**What is needed**
From the records below, copy the lines that include "sample".

**Working data**
***

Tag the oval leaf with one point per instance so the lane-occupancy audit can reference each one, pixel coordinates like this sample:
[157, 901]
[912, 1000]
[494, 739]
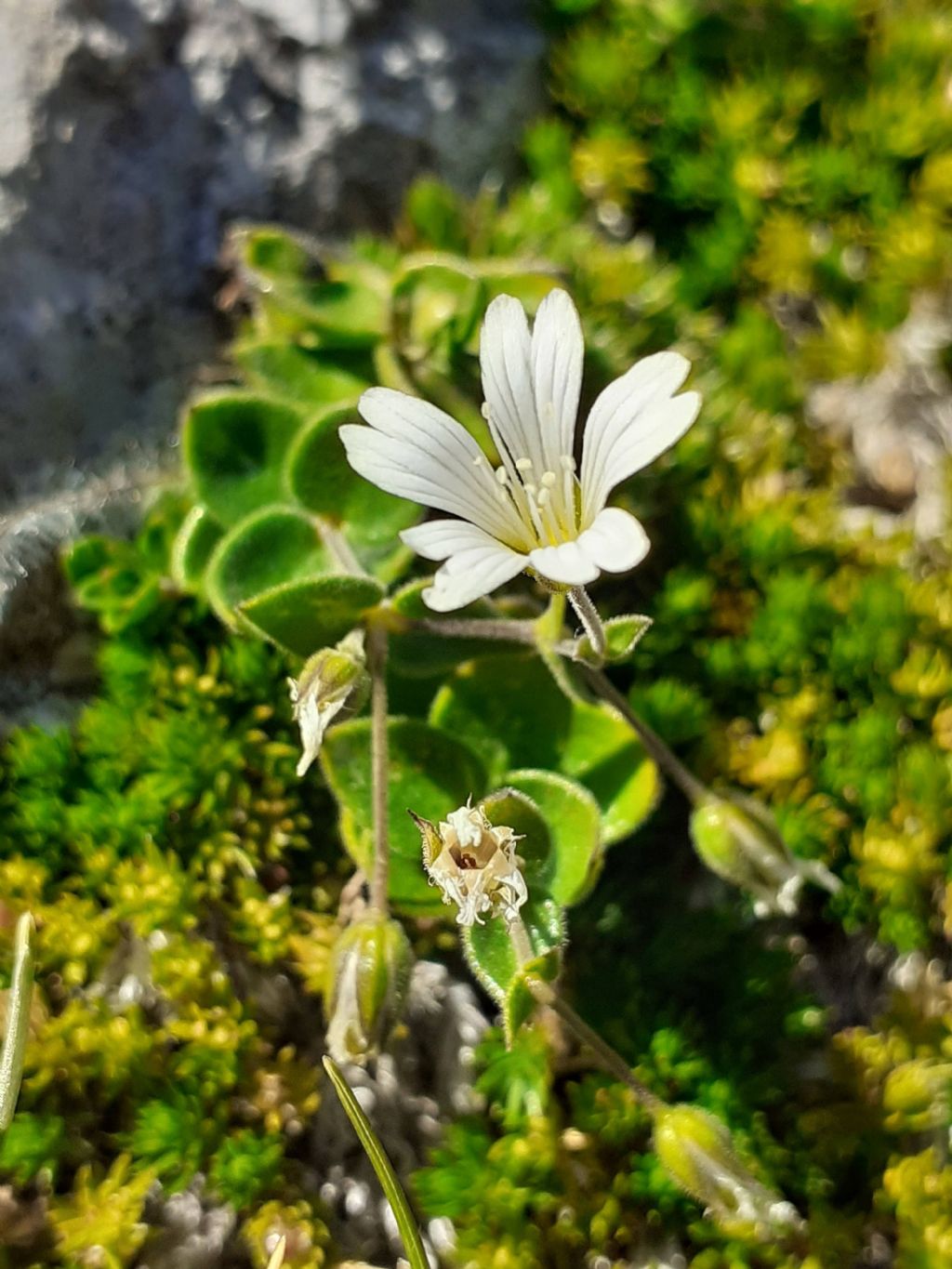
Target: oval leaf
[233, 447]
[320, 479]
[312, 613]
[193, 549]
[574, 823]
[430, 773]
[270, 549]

***

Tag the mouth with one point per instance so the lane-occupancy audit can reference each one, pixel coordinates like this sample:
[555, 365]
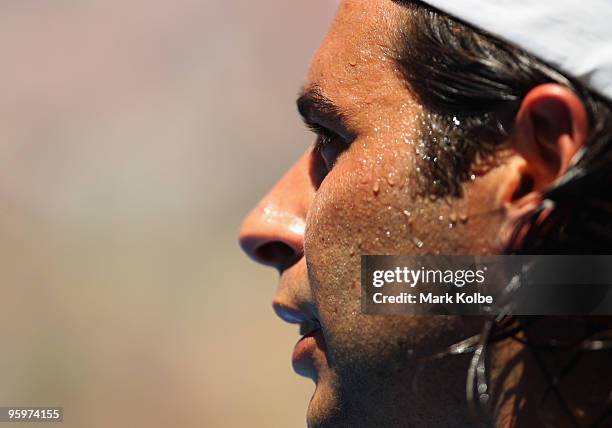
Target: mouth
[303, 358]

***

**Result**
Tag the oval leaf with one point per instance so the lane-occupancy audit can reference each one, pixel coordinates like this sample:
Tag the mouth with one point per instance so the lane-occupancy audit can reference each one, pixel coordinates like this sample:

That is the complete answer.